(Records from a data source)
"""

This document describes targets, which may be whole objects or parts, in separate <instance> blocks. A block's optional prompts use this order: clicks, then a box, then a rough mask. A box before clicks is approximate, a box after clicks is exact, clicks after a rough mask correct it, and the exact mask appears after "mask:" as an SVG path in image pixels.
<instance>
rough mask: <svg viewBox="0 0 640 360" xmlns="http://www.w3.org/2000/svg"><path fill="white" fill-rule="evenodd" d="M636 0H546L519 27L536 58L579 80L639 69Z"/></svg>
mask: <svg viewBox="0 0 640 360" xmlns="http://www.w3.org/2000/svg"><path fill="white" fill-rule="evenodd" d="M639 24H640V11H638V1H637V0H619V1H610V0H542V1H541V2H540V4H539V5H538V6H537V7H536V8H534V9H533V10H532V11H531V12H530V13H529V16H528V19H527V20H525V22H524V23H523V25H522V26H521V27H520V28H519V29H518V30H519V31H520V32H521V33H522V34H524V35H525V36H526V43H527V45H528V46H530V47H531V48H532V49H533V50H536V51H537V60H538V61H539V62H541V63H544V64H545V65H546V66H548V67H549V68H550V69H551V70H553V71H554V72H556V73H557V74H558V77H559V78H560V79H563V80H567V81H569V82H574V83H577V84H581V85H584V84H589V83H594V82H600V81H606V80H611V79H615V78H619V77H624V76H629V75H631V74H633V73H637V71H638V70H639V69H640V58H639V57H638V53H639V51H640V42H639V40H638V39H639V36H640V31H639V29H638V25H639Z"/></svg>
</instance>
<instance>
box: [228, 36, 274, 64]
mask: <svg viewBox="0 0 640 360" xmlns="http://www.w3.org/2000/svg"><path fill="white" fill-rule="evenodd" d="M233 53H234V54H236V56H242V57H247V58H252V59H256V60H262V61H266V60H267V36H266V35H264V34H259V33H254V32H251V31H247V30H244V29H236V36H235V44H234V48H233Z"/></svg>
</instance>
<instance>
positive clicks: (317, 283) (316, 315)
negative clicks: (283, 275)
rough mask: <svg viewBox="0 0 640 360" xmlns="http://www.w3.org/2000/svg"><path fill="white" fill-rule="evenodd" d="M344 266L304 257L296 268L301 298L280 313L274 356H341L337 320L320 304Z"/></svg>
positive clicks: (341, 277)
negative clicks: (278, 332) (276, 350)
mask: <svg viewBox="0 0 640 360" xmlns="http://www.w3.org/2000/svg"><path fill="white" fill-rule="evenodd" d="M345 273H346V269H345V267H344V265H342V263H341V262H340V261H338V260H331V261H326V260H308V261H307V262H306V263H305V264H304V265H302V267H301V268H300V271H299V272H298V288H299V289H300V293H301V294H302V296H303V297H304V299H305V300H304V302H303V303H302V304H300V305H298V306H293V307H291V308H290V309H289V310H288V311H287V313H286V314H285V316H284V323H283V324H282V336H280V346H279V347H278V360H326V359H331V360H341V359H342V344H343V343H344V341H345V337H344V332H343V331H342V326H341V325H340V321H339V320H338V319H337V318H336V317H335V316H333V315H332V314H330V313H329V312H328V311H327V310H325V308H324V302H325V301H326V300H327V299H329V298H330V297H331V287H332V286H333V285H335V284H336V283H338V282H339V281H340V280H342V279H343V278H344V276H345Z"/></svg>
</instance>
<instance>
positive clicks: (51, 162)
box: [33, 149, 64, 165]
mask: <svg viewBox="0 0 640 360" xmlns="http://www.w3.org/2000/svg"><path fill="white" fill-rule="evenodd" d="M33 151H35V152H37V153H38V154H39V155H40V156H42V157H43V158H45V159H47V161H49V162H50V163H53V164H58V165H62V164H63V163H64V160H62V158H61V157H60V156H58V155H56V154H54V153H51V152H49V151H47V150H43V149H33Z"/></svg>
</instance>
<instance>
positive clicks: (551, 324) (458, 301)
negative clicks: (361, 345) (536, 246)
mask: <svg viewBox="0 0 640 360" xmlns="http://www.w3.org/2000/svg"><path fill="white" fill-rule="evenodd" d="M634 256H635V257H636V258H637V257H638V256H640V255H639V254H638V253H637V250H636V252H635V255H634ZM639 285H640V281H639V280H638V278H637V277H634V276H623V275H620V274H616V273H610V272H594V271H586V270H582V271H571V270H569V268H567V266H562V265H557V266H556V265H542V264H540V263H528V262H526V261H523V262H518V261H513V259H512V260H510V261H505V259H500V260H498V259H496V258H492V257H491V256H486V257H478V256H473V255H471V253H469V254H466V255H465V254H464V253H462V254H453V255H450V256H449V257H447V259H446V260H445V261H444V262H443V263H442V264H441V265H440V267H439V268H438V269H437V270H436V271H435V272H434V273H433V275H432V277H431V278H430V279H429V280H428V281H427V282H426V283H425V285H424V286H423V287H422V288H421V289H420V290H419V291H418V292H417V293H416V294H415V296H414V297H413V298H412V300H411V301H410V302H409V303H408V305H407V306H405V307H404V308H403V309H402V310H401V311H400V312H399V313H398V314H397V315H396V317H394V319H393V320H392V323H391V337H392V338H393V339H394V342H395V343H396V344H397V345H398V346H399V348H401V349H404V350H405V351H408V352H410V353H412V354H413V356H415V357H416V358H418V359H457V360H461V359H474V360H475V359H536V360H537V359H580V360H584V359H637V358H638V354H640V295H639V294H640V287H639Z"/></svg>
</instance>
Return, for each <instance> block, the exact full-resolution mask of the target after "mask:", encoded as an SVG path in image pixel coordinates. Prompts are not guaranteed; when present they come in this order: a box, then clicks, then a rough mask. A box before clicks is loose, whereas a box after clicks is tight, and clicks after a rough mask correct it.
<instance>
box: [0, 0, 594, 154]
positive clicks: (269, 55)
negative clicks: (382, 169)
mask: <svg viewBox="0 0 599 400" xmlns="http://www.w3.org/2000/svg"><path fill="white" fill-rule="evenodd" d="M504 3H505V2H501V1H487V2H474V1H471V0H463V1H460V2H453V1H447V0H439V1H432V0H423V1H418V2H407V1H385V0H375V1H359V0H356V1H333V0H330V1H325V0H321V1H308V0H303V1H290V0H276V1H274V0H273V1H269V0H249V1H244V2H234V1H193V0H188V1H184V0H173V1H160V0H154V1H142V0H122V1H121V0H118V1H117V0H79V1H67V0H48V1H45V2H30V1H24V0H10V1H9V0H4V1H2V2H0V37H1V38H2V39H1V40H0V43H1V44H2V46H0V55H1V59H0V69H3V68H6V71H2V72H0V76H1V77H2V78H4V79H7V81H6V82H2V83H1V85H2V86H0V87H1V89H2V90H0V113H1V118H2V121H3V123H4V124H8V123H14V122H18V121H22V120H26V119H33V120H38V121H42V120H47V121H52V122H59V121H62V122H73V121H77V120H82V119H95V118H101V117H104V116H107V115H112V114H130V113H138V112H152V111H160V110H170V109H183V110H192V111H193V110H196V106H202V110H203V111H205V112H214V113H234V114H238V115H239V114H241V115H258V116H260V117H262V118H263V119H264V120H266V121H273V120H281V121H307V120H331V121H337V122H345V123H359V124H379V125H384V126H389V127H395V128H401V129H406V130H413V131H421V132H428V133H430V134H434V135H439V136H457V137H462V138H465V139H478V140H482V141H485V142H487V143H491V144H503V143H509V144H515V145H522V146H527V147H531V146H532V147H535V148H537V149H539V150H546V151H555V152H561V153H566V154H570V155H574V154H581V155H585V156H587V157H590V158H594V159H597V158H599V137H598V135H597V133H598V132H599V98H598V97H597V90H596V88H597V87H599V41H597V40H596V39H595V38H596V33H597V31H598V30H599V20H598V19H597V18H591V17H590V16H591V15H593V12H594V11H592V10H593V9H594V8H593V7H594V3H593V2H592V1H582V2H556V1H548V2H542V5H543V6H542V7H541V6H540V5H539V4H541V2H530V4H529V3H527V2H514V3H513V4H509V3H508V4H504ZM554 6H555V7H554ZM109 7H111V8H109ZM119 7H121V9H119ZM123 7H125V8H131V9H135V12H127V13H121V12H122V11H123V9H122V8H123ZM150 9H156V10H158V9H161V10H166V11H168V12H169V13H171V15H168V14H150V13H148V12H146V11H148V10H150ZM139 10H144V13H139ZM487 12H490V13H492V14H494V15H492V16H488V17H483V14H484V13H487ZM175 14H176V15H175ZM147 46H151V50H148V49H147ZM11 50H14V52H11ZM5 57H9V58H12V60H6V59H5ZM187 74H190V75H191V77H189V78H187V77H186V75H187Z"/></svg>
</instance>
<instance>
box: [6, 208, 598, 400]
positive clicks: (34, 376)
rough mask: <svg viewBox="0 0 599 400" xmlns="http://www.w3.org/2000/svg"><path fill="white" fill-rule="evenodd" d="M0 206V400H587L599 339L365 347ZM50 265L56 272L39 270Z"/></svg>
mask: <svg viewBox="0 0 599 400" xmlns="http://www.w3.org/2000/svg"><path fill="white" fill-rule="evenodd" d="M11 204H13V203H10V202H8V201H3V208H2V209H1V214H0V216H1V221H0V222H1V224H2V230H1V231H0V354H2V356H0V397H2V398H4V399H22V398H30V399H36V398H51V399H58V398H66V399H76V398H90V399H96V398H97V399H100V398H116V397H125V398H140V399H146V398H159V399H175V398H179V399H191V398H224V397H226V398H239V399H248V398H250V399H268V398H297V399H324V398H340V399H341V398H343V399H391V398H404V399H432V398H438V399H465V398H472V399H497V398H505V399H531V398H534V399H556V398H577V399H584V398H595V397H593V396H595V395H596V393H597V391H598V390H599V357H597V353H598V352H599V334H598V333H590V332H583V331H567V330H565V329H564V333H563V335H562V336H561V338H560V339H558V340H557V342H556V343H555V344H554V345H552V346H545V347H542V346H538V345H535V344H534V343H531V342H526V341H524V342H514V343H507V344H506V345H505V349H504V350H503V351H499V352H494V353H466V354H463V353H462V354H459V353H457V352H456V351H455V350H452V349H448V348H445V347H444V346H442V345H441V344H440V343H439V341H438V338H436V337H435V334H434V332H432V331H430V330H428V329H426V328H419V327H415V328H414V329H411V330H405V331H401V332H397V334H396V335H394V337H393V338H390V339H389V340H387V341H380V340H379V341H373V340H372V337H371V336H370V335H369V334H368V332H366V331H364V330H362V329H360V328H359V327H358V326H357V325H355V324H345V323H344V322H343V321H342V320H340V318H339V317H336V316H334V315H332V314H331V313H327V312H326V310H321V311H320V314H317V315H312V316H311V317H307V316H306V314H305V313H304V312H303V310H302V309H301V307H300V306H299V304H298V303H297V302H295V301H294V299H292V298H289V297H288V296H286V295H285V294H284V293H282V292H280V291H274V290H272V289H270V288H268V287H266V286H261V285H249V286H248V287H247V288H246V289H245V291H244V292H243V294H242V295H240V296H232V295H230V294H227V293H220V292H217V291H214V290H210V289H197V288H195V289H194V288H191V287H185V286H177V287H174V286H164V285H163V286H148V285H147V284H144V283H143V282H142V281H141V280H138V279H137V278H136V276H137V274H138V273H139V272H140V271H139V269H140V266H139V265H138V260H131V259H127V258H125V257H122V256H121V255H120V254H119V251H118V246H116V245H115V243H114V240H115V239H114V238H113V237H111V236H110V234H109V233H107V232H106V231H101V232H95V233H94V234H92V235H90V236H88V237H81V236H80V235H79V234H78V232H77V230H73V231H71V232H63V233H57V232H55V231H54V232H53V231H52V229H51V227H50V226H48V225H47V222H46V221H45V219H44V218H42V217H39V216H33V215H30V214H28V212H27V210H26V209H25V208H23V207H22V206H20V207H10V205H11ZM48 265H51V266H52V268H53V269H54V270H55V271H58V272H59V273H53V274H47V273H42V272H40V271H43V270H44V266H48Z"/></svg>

"""

*Work request*: Only the lines containing "positive" are needed; copy each of them from the data.

*Response*:
positive clicks: (317, 283) (316, 315)
positive clicks: (341, 277)
positive clicks: (51, 162)
positive clicks: (551, 324) (458, 301)
positive clicks: (269, 55)
positive clicks: (34, 376)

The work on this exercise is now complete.